Short exercise A – Render the records, from the line containing "For the dark" through the end of the records, as a JSON list of strings with one string per line and blank lines omitted.

Extract to read –
----------------------------------------

In January, the Chattanooga Area Chamber of Commerce commissioned a study by Conventions, Sports and Leisure International, which projects that a new stadium should bring $150 million of new housing, retail and office development to the Wheland site by 2025, generating an additional $305.1 million in spending and at least another 340 jobs in the initial phase.

"It is envisioned that the surrounding mixed-use district could, over 10 to 15 years, incorporate over $1 billion in total development," CSL said in a 55-page report delivered to the chamber in May.

Sybil Topel, a vice president for the chamber, said the $50,000 study was designed to assess the potential for future economic development.

"Redevelopment for this gateway to Chattanooga and Hamilton County is a once-in-a-generation opportunity to spur revitalization of the entire South Broad District," Topel said. "This will become a neighborhood with housing and retail, providing many benefits for residents of our region for decades."

Core Development of Nashville is already mulling $150 million worth of new residential and commercial development near the proposed stadium on the Southside.

Jim Irwin, co-founder of New City Properties - which has worked on nearly $2 billion of brownfield redevelopments in Atlanta, Nashville, Fort Wayne and other cities - said a stadium-led redevelopment of the Wheland site "is very exciting" and "offers tremendous potential" to bring new offices, retail, restaurant and housing development to the area. Irwin said the more he examines the opportunity in Chattanooga, "the more excited I get when I think about what it can become."

Stepping up to bat

Among the Double-A baseball stadiums built or planned in the past decade, most are totally publicly funded:— Tennessee Smokies in Knoxville, an $80 million stadium that is 93% publicly funded will open in 2025.— Wichita Wind Surge in Kansas, a $75 million stadium that will be 48% publicly funded opened last year.— Rocket City Trash Pandas outside Huntsville, Alabama, a $46 million stadium was totally publicly funded and opened in 2021.— Amarillo Sodpoodies in Texas, a $46 million stadium was totally publicly funded and opened in 2019.— Harford Yard Goats in Connecticut, a $56 million stadium was totally publicly funded and opened in 2017.— Biloxi Shuckers in Mississippi, a $36 million stadium was totally publicly funded and opened in 2015.— Birmingham Bartons in Alabama, a $64 million stadium was totally publicly funded and opened in 2013.Source: Conventions, Sports and Leisure International study on stadiums

GROWING THE PIE

Building a new stadium for the Lookouts will vacate the existing AT&T Field atop Hawk Hill downtown. River City Co., the nonprofit agency that owns the property beneath AT&T Field, is planning a study of new alternatives for that 13-acre site.

Some complain that building a new stadium on the Southside in Chattanooga will only relocate rather than grow business, especially since Chattanooga already has seven other arenas that seat at least 2,000 fans for sports or entertainment events.

The Beacon Center, a Nashville-based conservative think tank, called plans to publicly finance most of the new stadium a boondoggle that will benefit wealthy owners of the Lookouts at the expense of taxpayers.

"The owners of the Lookouts would rather focus on trying to get a new stadium on the tab of taxpayers than the fact that 60% of the stadium sat empty in 2021," said Mark Cunningham, a spokesman for the center.

Victor Matheson, an economist at College of the Holy Cross who has studied the economic impact of stadium construction for decades, discounts most of the economic projections used to promote taxpayer-funded stadiums. He suggests a simple rule for determining the actual return on public investments in stadiums and arenas.

----------------------------------------

Short exercise B – Pull out, word for word, the stretch of the Chattanooga stadium article from "In January, the" through "chamber in May.".

Extracted data entries
----------------------------------------

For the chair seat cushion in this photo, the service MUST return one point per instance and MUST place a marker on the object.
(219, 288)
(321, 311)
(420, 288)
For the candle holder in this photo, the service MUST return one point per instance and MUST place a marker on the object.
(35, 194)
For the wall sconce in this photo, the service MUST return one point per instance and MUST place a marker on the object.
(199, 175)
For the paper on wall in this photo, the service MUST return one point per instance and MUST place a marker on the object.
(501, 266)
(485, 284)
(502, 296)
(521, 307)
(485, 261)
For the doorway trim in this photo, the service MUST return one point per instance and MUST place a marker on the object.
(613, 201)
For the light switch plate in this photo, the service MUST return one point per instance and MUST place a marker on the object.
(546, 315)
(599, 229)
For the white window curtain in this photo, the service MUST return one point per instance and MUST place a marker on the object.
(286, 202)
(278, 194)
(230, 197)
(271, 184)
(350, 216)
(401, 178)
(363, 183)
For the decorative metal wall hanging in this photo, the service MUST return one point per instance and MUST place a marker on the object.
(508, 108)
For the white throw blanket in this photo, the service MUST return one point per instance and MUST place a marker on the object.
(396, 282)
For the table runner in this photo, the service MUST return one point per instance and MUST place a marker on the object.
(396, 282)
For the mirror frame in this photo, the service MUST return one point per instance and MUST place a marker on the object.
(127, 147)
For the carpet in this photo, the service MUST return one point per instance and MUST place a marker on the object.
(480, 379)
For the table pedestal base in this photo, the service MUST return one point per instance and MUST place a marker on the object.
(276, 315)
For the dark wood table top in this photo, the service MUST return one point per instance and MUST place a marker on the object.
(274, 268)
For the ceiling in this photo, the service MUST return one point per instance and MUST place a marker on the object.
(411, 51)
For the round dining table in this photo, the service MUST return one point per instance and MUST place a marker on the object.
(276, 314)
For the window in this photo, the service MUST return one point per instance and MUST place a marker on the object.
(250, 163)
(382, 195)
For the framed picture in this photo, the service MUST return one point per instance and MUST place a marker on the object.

----------------------------------------

Final result A –
[
  "For the dark wood table top in this photo, the service MUST return one point per instance and MUST place a marker on the object.",
  "(274, 268)",
  "For the ceiling in this photo, the service MUST return one point per instance and MUST place a marker on the object.",
  "(411, 51)",
  "For the round dining table in this photo, the service MUST return one point per instance and MUST place a marker on the object.",
  "(276, 314)",
  "For the window in this photo, the service MUST return one point per instance and MUST place a marker on the object.",
  "(250, 163)",
  "(382, 195)",
  "For the framed picture in this photo, the service MUST return one point per instance and MUST place a marker on the object."
]

Final result B –
In January, the Chattanooga Area Chamber of Commerce commissioned a study by Conventions, Sports and Leisure International, which projects that a new stadium should bring $150 million of new housing, retail and office development to the Wheland site by 2025, generating an additional $305.1 million in spending and at least another 340 jobs in the initial phase.

"It is envisioned that the surrounding mixed-use district could, over 10 to 15 years, incorporate over $1 billion in total development," CSL said in a 55-page report delivered to the chamber in May.